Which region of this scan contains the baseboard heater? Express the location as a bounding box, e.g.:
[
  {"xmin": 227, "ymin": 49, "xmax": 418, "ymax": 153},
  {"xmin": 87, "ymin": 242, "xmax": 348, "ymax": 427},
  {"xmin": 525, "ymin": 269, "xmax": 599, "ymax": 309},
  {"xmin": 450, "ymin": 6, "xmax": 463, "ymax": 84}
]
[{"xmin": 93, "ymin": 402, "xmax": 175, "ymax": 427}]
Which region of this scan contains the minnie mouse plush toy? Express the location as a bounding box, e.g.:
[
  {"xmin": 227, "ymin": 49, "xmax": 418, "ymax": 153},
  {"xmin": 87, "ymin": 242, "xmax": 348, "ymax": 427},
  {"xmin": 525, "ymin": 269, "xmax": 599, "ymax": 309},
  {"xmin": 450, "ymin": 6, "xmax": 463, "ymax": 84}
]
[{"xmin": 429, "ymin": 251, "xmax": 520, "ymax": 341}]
...
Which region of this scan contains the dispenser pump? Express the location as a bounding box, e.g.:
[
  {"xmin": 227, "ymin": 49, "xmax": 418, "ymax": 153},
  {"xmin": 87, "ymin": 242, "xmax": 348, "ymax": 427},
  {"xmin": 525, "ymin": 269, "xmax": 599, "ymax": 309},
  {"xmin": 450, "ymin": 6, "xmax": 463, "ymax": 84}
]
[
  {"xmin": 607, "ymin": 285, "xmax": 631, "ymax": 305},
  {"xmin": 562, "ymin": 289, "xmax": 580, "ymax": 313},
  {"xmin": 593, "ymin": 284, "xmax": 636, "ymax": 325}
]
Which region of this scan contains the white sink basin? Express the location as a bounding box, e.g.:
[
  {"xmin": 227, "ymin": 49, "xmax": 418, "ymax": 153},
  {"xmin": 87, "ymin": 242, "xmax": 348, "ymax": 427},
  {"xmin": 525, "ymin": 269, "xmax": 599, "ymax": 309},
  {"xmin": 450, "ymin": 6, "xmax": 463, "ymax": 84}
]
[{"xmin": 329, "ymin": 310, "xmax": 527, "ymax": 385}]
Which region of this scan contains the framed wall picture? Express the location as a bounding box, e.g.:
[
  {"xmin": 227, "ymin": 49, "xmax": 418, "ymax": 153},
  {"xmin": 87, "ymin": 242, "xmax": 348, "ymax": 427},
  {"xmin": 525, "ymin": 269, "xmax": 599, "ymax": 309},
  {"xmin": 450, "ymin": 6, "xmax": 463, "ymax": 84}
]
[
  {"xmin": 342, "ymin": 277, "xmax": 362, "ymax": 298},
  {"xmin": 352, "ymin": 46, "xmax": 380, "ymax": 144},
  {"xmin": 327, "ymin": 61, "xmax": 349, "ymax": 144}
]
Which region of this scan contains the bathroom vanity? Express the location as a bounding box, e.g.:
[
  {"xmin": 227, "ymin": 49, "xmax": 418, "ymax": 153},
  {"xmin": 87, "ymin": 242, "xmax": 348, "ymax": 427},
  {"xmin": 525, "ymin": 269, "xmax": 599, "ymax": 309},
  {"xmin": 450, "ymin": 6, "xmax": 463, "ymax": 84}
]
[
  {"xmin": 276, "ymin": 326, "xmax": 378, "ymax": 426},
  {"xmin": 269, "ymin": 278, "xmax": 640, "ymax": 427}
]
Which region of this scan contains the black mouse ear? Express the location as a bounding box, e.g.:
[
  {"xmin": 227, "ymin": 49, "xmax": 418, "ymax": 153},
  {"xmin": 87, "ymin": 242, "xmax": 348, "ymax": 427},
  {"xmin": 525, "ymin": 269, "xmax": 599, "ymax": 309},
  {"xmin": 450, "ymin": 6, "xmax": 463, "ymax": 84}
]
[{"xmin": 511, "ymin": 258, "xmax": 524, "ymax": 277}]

What is needed:
Which lines in the records above contain the string "contains"? Report every such line in full, and treat uppercase and lowercase as different.

Response for this exercise:
Which region of this scan contains the baseboard heater? Express the location as a bounding box, e.g.:
Which region of this scan contains the minnie mouse plush toy? Express the location as a bounding box, e.g.:
Which region of this scan contains the dispenser pump? Express the location as a bounding box, e.g.:
Which region of this scan contains the white sink basin? Express the location as a bounding box, e.g.:
Which region of this scan contains the framed wall picture? Express the location as a bounding box, e.g.:
Which region of this scan contains the bathroom vanity? Express the location as a bounding box, e.g.:
Which region of this scan contains the black mouse ear? Express the location as a bounding box, e.g.:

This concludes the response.